> **Task objective**
Return every line of the data below that contains the word "round", matching case exactly.
☆ ☆ ☆ ☆ ☆
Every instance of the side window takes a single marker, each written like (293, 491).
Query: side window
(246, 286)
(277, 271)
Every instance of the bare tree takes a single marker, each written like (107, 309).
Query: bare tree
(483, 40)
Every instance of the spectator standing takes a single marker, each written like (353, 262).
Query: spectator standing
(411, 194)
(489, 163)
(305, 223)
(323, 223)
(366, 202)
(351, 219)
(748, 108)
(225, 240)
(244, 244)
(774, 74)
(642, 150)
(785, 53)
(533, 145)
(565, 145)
☆ ☆ ☆ ☆ ☆
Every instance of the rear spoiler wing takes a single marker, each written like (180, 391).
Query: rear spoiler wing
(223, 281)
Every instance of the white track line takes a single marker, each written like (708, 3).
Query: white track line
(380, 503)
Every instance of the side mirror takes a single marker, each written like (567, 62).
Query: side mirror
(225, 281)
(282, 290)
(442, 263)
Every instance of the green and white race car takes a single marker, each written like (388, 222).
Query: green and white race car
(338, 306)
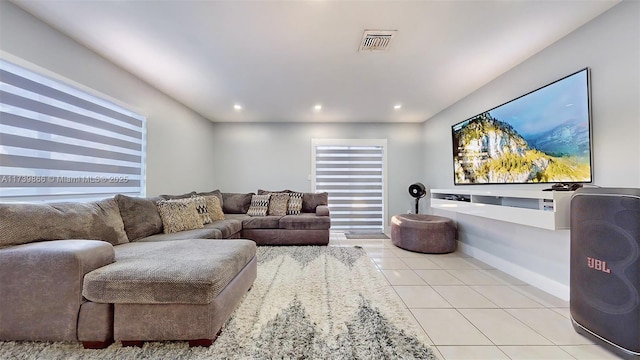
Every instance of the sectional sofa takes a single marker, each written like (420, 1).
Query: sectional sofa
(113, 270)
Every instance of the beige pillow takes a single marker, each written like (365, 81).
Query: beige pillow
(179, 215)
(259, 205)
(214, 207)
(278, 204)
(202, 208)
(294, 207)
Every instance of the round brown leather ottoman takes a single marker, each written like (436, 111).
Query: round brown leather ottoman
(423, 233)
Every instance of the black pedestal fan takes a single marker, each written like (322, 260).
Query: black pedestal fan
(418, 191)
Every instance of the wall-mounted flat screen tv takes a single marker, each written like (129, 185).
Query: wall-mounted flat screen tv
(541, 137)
☆ ☆ ☆ ☆ ☆
> **Exercise solution**
Every instance of the round brown leather ottoman takes a single marker, each written like (436, 111).
Query: round brown leather ottoman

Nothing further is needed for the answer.